STATED GOAL A
In the risk update, write out the part that opens with the words containing "What a week" and closes with "it looks like.".
STATED GOAL B
Answer these questions from the risk update:
(i) What does the risk update say MAI remains?
(ii) To what percentage did Fantom's share of debt drop?
(iii) What tentative debt cap has the risk committee placed on gDAI vaults?

Risk Update For March 15, 2023

What a week it has been! A lot of folks have been on edge due to ongoing macro factors, and how this has impacted Circle USDC’s solvency. We’ll briefly touch upon these events on this risk update, but look for a post-mortem to be published later in the week detailing these events and how they impacted MAI’s peg. With that said, MAI remains overcollateralized, and peg was quickly restored.

Tik, tok. Next block.

Collateralization Metrics

With the latest update to the site (more below under Website Updates), we now have a simple way to track TVL and collateralization metrics. Here’s what it looks like.

Vault debt remains in high demand on Polygon, accounting for roughly 50% of all outstanding debt. Fantom saw a big drop in debt from 20.5% to 13.7%. Interest in MAI on Optimism continues to grow jumping from 8.1% last month to 14.7% this month, with Ethereum debt continuing steady growth from 9.4% to 10.2%, and finally Arbitrum seeing a large increase in debt from roughly 1.5% in February to 4.9% this month. What’s driving these changes?

For one, the situation with Circle caused huge market downturn which lead to high debt repayments. As Ben stated on Twitter, “5M in repayments on @QiDaoProtocol, with liquidations working as expected >95% of repayments came from vaults that are not as profitable to QiDao as V2 vaults.”

The increased focus on V2 vaults continues to drive growth on layer 2’s, as is evident by the numbers presented above. Growth on Optimism is driven by the wstEth and Curve stETH/ETH vaults which not only provide ever growing collateral (thereby lowering the cost of debt to the user over time), but provides the protocol with new revenue opportunities through, for example, adjustable performance fees. Growth on Arbitrum is being driven by the recently launched gDAI vault. The risk committee has placed a tentive debt cap of 8% on gDAI vaults to ensure that C rated collaterals continue to abide by our rule of less than 20% of MAI backing by these types of collateral.

SUPPLIED MATERIAL
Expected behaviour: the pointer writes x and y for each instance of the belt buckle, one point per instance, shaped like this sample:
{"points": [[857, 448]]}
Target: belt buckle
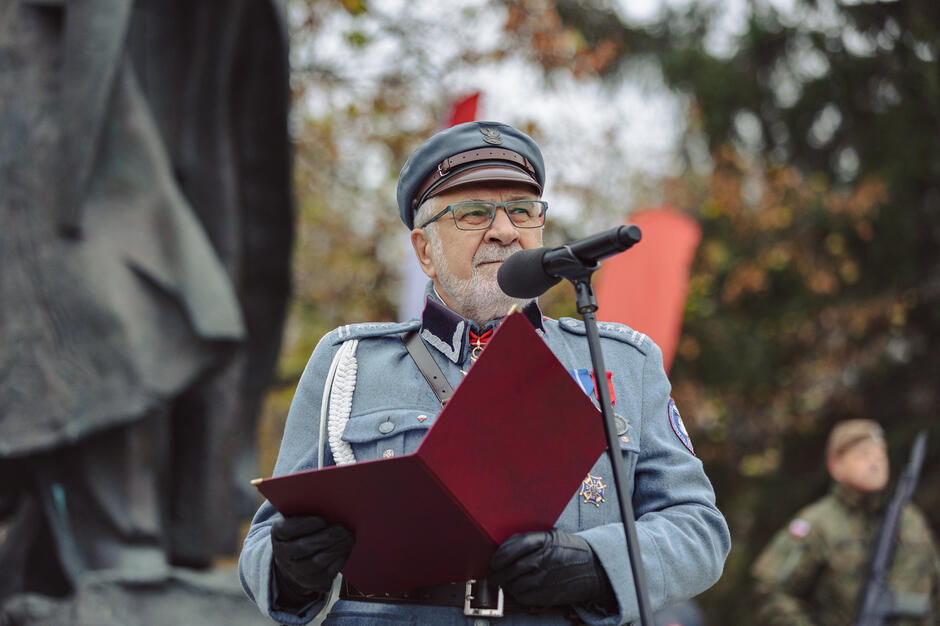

TASK OUTPUT A
What a week it has been! A lot of folks have been on edge due to ongoing macro factors, and how this has impacted Circle USDC’s solvency. We’ll briefly touch upon these events on this risk update, but look for a post-mortem to be published later in the week detailing these events and how they impacted MAI’s peg. With that said, MAI remains overcollateralized, and peg was quickly restored.

Tik, tok. Next block.

Collateralization Metrics

With the latest update to the site (more below under Website Updates), we now have a simple way to track TVL and collateralization metrics. Here’s what it looks like.

TASK OUTPUT B
(i) MAI remains overcollateralized.
(ii) Fantom's share of debt dropped to 13.7%.
(iii) The risk committee placed a tentative debt cap of 8% on gDAI vaults.